* PASSAGE TO READ *
** START **
The Islamic democracy project is nothing if not beguiling. From Clinton’s Orwellian “peace process” through Bush’s cloying “freedom agenda” to Obama’s contortion of an Islamist ascendancy into “the Arab Spring,” the dream teems with self-congratulation, so much so that its debilitating downsides go unseen and unaddressed. Thanks to the Islamic Republic of Iran, that situation has just gone from dangerously delusional to dangerous, period.
The list of downsides is long. There is the rudimentary problem that democracy promotion does not work. As a national-security strategy, it is irrelevant to our threat environment.
Yes, democratic nations tend to avoid war with each other. If al-Qaeda were Afghanistan, it might make sense to spend tenfold Afghanistan’s GDP to drag it kicking and Allahu-akbar
ing 14 centuries forward. But principles fit for sovereign states are inapposite when it comes to global terror networks. The latter have no incentive to secure citizens and territory; for them, democratic freedoms are not values to be cherished but weapons to be exploited. To plot their gruesome business, Mohamed Atta & Co. found democracy in Hamburg, Madrid, Scottsdale, and Venice, Fla., perfectly suitable.
Then there is the unwelcome fact that promoting Western democracy in Islamic lands actually increases the threat to us. This owes to our enemies’ animating ideology — the one doctrine that gets even less scrutiny than that of democracy promotion.
Under sharia, the law of Islam, non-Muslim forces that occupy Muslim territory must be attacked until they are driven out. It makes no difference that the non-Muslims believe they are engaged in a humanitarian effort to make life better for Muslims. In Muslim lands, Islamic doctrine holds that sharia is to be regarded as the supreme law, and it is a code that rejects core democratic principles, including the foundational conceits that people are free, equal, and at liberty to enact the laws of their choosing, irrespective of sharia.
** END **
Carry on the essay on democracy promotion in Islamic lands, starting after its final sentence.

* RECORDS *
** START **
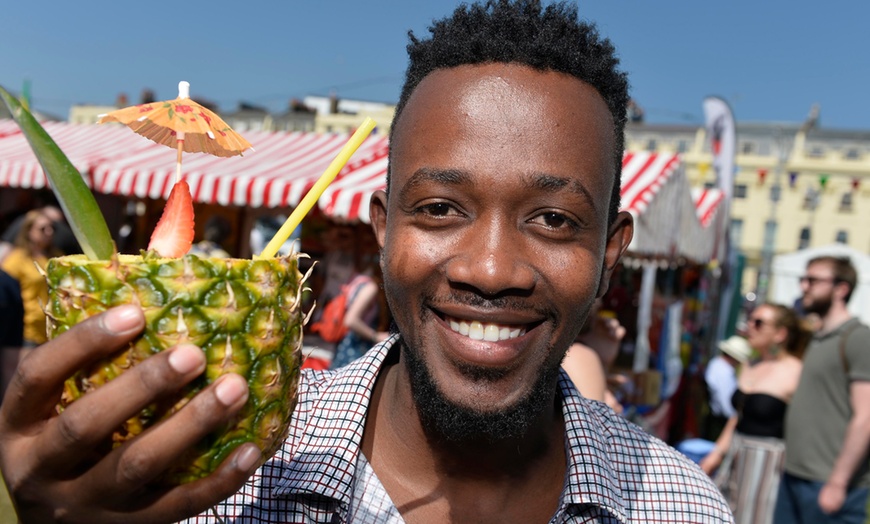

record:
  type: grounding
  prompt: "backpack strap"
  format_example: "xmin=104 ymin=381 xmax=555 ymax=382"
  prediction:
xmin=839 ymin=322 xmax=861 ymax=379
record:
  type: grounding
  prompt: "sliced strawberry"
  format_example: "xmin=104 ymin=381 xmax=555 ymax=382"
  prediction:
xmin=148 ymin=180 xmax=193 ymax=258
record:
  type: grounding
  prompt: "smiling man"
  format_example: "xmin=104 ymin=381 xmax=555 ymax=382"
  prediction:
xmin=0 ymin=0 xmax=731 ymax=523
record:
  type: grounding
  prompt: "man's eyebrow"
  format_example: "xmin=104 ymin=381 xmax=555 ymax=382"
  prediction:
xmin=524 ymin=173 xmax=596 ymax=209
xmin=399 ymin=167 xmax=471 ymax=197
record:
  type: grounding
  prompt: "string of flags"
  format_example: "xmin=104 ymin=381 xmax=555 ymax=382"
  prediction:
xmin=698 ymin=162 xmax=861 ymax=191
xmin=757 ymin=168 xmax=861 ymax=191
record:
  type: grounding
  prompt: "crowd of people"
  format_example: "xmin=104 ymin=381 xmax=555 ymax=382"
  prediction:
xmin=700 ymin=256 xmax=870 ymax=524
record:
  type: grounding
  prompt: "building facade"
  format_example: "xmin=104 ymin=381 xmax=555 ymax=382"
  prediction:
xmin=626 ymin=122 xmax=870 ymax=300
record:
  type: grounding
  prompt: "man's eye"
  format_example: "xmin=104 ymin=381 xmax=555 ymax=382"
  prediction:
xmin=537 ymin=212 xmax=576 ymax=229
xmin=417 ymin=202 xmax=451 ymax=217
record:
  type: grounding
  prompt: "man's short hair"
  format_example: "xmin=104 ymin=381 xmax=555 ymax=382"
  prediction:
xmin=807 ymin=255 xmax=858 ymax=304
xmin=387 ymin=0 xmax=628 ymax=222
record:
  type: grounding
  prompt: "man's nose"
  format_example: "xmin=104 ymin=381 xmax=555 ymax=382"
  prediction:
xmin=447 ymin=216 xmax=546 ymax=296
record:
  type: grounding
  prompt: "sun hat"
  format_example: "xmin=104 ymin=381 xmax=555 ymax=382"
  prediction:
xmin=719 ymin=335 xmax=752 ymax=363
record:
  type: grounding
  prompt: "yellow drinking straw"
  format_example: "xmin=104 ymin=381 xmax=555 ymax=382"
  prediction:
xmin=257 ymin=117 xmax=375 ymax=258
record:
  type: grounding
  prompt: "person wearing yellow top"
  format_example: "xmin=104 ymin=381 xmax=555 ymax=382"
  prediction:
xmin=2 ymin=210 xmax=60 ymax=347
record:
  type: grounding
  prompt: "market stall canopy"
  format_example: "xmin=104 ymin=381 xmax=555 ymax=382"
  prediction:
xmin=622 ymin=151 xmax=721 ymax=263
xmin=0 ymin=120 xmax=715 ymax=261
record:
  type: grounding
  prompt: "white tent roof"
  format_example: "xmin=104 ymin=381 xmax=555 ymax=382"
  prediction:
xmin=770 ymin=244 xmax=870 ymax=324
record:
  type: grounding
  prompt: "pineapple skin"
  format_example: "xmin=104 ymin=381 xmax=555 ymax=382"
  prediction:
xmin=45 ymin=254 xmax=305 ymax=485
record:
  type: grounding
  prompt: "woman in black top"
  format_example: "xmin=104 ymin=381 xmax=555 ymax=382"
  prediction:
xmin=701 ymin=304 xmax=812 ymax=524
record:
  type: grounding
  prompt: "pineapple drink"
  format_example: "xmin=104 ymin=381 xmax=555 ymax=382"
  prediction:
xmin=45 ymin=180 xmax=305 ymax=484
xmin=0 ymin=83 xmax=375 ymax=485
xmin=46 ymin=254 xmax=304 ymax=484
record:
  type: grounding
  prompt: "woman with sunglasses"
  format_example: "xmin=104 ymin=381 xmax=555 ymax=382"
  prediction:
xmin=2 ymin=210 xmax=62 ymax=348
xmin=701 ymin=304 xmax=812 ymax=524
** END **
* ANSWER FOR THE TASK *
Consequently, the sowing of Western ideas and institutions in Islamic soil is perceived as a hostile act by the Muslim mainstream — strong majorities of which desire to live under sharia. That is why, for example, the Muslim Brotherhood’s influential jurisprudent, Sheikh Yusuf Qaradawi, issued a fatwa calling for jihad against American personnel in Iraq. It is why, far from being grateful for our sacrifices, Iraqis say they want us out of their country yesterday. It is why al-Qaeda built a strong regional following when its signal cause was driving U.S. forces out of Saudi Arabia — in accordance with Koranic scripture, non-Muslims are deemed unfit to set foot in Mecca and Medina.
There is also the perverse manner in which democracy promotion degrades democracy overseas and at home. Because Muslim countries do not want Western democracy, we have to inject it with sharia to carry the charade off. As a member of any persecuted minority in Iraq or Afghanistan might tell you, that is like injecting Superman with kryptonite. Meanwhile, in our own country, we are told the charade’s “success” requires the steady abrasion of our free-expression rights, lest the resulting slights to tender Muslim sensibilities — and sharia’s strict ban on negative critiques of Islam — engulf our troops and our homeland in reactionary violence.
Nevertheless, today’s most pressing challenge stems not from these consciously avoided perils of the freedom agenda, but from another.
For several years, I’ve contended that democracy promotion’s steepest downside would be the dissolution of our will to defend the United States from a determined enemy. As the American people became inured to the new calculus — that victory is no longer our goal, that destroying enemies who endanger us is no longer sufficient, and that the price-tag of our security now includes spending thankless years, unrecoverable billions of dollars, and the precious lives of our best young people in rebuilding the aggressor nation — they would resist actions vital to their own security.
We are there.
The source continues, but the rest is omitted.